Task requirements
Please rewrite everything in the material from the line containing "[trace] woman's hand on head" down to the line containing "[[[0,91],[94,91],[72,57],[0,57]]]", keeping every line and adjusting each coordinate in the answers by -117.

Region annotation entries
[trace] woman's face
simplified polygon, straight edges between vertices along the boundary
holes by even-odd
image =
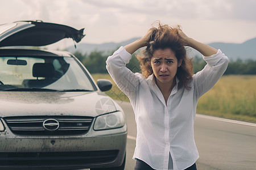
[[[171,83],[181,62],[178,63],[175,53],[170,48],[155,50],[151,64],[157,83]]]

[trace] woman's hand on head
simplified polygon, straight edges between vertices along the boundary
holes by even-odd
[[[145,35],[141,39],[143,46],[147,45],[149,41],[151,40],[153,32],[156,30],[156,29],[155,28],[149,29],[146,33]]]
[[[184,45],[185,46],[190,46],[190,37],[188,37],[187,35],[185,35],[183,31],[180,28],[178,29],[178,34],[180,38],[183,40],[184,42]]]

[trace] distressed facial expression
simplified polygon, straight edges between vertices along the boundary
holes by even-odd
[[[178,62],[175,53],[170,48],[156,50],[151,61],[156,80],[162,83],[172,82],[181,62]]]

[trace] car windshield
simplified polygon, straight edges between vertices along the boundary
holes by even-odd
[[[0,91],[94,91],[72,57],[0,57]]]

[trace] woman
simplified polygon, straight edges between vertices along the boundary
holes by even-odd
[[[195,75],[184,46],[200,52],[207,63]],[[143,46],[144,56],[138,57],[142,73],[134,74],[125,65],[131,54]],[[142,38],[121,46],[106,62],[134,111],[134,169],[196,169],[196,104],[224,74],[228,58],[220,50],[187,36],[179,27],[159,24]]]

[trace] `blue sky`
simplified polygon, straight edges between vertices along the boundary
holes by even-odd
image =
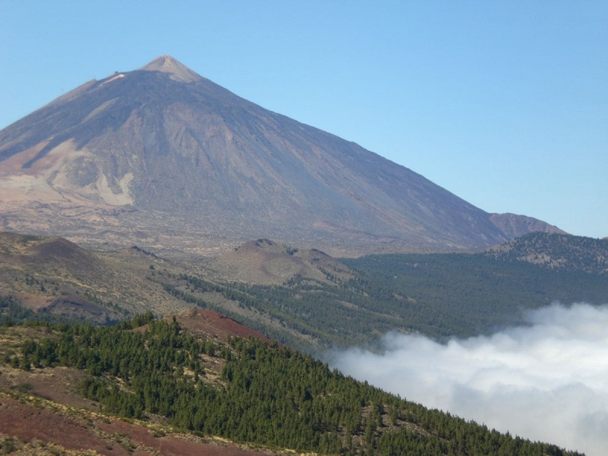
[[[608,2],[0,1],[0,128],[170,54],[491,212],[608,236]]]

The response
[trace] woman's hand on head
simplified polygon, straight edges between vertices along the boundary
holes by even-odd
[[[28,-82],[24,-78],[26,-71],[30,-72],[32,-76],[34,-77],[36,-85],[39,-87],[39,-88],[38,-89],[32,-88],[29,-84]]]
[[[67,-72],[68,-71],[73,-71],[73,-80],[71,-80],[70,-82],[68,-82],[66,-86],[63,-89],[61,-88],[61,-83],[63,-79],[66,-77],[67,-75]]]

[trace] distressed facial expression
simplified polygon, straight edges between vertices along the boundary
holes by even-odd
[[[61,-55],[58,-64],[53,-69],[39,-67],[34,-56],[39,-37],[45,-34],[55,-35],[64,-55]]]

[trace] car windshield
simplified polygon, straight edges between vertices along the boundary
holes by even-odd
[[[-117,-26],[-23,-26],[-45,-60],[-117,-60]]]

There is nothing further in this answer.